> _Task A_
Answer these questions using the thread on campus parachurch groups, one answer per line, marked the same way:
(i) What share of attendees at groups catering primarily to undergraduates are between 18 and 22 years old?
(ii) Which element do these groups' meetings lack?
(iii) What word does jwithnell use for extracting the gospel from the church setting?
> _Task B_
Based on the thread on campus parachurch groups, explain in one to three sentences why the opening post sees little value in such groups.

> _Selected excerpt_
* * *

I have suspected for a long time that parachurch groups operating at universities "steal" students who might otherwise spend their time at local church congregations. These organizations are often lead by full-time staff, but I doubt they are Biblically ordained or are required to subscribe to any comprehensive system of doctrine. Meetings include teaching/preaching, praise, and prayer, but no sacraments. Although groups aimed at graduate students exist, ones that cater to primarily undergraduates are _highly_ segregated by age, with 95% of attendees between 18-22 years old.

While I can understand the appeal of seeking Christian fellowship among like individuals (such as having academics or sports in common), the profile of such groups is substantially different from the interactions described in the Bible. The Bible tells us how to organize ourselves, and I see little value in such groups beyond what every church congregation should offer.


----------



## jwithnell (Mar 17, 2014)

God has given his elect all they need in his church before and after they come to know Christ. The church provides a profound unity by calling unbelievers, faithfully preaching to the visible and invisible church, and providing the essential nutrients by the means of grace at all stages of physical and spiritual life. To extract the gospel from this setting is, in my mind, a travesty.


----------



## Contra_Mundum (Mar 17, 2014)

* * *

> _Data provided_
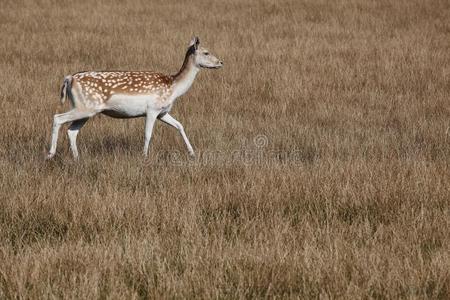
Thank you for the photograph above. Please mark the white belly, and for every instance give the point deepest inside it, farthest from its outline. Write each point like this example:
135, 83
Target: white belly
125, 106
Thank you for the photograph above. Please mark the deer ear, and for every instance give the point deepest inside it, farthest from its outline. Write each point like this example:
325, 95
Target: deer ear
194, 42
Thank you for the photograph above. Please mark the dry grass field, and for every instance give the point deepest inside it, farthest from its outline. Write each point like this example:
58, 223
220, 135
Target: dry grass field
323, 166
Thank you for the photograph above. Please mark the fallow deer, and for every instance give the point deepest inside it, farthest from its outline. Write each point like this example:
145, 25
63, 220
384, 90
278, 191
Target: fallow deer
129, 95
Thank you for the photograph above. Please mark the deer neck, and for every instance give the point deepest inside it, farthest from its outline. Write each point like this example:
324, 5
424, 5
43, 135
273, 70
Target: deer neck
183, 80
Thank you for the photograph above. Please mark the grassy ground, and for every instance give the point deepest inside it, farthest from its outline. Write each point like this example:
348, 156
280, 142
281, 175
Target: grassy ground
324, 153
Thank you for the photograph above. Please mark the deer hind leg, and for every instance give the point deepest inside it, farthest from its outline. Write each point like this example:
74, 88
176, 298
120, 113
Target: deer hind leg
72, 132
60, 119
149, 123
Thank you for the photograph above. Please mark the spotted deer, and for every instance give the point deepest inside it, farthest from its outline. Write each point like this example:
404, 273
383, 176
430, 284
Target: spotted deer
129, 95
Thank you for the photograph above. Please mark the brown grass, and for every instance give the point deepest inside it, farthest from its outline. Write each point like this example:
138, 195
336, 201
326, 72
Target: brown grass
347, 196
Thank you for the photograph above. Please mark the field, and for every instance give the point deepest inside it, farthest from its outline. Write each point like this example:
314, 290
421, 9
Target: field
323, 153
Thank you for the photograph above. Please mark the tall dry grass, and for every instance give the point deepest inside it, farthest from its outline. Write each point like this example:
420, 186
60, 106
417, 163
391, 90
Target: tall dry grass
324, 153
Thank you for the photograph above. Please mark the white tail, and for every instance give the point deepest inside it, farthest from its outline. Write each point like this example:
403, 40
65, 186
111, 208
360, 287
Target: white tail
129, 95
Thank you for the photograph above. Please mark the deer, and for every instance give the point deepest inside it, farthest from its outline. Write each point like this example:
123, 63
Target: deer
129, 94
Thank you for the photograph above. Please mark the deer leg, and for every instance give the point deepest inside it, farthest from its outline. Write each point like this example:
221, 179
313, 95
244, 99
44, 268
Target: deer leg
149, 122
60, 119
72, 132
168, 119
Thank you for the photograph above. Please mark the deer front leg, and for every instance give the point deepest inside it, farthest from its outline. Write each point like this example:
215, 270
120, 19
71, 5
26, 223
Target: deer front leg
168, 119
149, 122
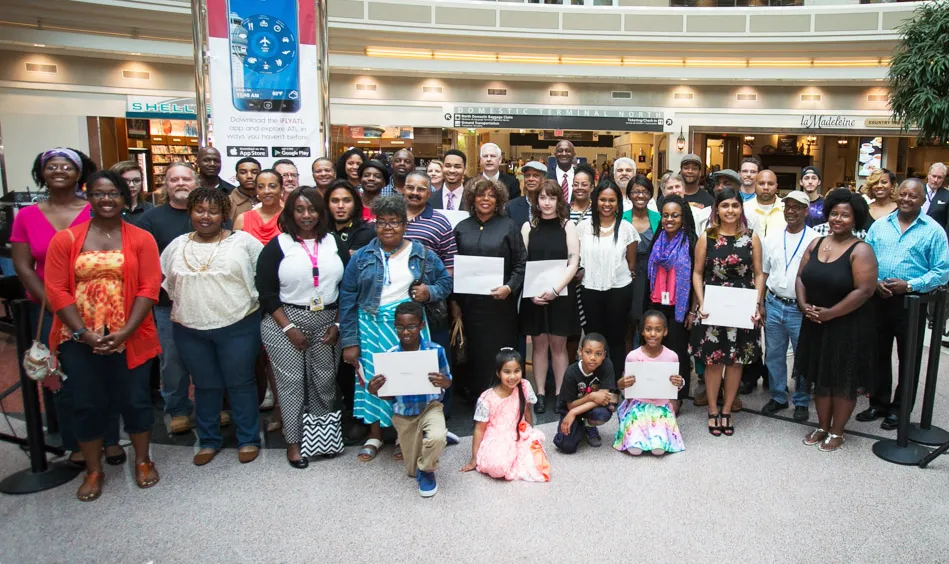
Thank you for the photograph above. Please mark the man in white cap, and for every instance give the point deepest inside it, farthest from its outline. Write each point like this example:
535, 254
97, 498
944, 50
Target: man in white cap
781, 260
519, 209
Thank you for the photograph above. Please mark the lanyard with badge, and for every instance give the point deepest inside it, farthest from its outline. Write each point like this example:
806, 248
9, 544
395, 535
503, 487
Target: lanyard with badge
316, 303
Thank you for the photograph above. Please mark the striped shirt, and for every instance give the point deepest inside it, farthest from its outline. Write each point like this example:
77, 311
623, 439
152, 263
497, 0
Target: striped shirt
434, 231
411, 406
919, 255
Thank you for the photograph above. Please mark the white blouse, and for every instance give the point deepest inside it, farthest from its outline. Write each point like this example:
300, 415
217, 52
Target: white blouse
211, 285
604, 260
296, 271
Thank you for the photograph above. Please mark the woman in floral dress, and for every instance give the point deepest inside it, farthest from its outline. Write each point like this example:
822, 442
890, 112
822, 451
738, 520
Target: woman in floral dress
728, 255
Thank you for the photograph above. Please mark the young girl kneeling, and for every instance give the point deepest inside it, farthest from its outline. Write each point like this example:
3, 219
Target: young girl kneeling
505, 445
649, 424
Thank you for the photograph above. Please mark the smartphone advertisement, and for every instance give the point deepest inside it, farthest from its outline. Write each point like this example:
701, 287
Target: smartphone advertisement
264, 83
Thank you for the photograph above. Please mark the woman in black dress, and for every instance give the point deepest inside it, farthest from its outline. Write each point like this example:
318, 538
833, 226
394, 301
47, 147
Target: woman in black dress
489, 323
837, 277
550, 318
727, 254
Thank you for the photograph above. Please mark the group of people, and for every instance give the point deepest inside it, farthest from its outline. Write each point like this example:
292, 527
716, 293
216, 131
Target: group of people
235, 289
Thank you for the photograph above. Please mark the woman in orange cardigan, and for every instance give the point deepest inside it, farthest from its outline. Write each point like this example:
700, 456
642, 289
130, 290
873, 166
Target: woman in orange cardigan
102, 279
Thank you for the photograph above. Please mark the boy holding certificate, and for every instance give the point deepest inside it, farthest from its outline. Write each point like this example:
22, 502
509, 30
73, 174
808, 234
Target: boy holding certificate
419, 420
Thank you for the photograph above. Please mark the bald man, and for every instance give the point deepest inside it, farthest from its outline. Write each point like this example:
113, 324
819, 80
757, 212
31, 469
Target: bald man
209, 169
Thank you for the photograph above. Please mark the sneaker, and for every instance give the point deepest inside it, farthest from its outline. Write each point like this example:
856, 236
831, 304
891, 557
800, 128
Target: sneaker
426, 483
801, 413
181, 424
593, 437
772, 407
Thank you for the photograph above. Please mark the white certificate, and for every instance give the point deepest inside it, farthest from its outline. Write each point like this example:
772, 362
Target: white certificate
454, 216
652, 380
730, 307
406, 372
478, 275
542, 276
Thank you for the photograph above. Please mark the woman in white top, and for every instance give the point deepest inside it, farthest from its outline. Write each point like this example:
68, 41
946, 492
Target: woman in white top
298, 277
209, 276
608, 258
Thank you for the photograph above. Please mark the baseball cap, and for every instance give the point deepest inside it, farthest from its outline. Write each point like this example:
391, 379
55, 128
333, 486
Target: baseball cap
799, 197
536, 165
691, 158
810, 170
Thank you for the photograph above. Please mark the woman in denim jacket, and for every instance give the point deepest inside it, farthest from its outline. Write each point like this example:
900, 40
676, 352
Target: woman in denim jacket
386, 272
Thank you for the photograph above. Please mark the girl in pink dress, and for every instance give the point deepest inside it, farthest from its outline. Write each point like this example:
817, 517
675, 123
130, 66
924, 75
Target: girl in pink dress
505, 445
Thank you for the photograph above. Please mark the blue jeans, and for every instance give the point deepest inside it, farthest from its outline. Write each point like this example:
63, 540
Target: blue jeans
220, 359
783, 324
175, 378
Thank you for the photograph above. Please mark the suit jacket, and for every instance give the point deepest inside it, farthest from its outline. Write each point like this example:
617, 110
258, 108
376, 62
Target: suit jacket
436, 200
939, 207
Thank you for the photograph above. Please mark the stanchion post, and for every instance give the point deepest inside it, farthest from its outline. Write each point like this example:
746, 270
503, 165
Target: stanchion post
40, 475
924, 432
901, 451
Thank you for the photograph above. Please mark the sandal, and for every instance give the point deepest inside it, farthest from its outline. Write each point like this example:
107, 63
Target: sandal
716, 428
115, 459
815, 437
826, 443
369, 450
92, 485
145, 474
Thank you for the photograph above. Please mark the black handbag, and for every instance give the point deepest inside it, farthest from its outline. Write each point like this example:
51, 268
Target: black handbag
323, 434
436, 312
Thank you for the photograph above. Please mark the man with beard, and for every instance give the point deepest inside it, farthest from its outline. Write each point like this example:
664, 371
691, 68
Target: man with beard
491, 169
565, 154
519, 209
244, 198
403, 162
290, 175
691, 172
209, 170
166, 223
750, 166
765, 214
450, 196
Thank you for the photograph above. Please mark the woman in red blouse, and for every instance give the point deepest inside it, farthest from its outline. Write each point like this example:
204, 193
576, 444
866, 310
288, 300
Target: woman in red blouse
102, 279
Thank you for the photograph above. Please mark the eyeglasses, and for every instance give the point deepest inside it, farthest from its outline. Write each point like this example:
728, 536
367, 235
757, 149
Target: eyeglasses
63, 167
388, 224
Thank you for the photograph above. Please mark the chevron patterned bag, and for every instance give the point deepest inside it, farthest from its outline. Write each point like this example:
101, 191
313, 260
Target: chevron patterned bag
322, 435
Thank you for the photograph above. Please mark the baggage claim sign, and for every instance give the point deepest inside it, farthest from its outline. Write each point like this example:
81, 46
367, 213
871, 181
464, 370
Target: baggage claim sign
595, 119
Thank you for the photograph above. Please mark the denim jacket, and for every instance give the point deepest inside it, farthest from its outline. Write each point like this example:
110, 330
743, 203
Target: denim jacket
361, 288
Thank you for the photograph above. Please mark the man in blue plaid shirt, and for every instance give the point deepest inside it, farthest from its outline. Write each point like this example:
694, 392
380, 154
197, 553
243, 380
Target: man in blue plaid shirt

* * *

> _Written answer A_
(i) 95%
(ii) Sacraments
(iii) A travesty

> _Written answer B_
The opening post says that these groups differ substantially from the interactions described in the Bible, and that the Bible tells us how to organize ourselves. It therefore sees little value in them beyond what every church congregation should already offer.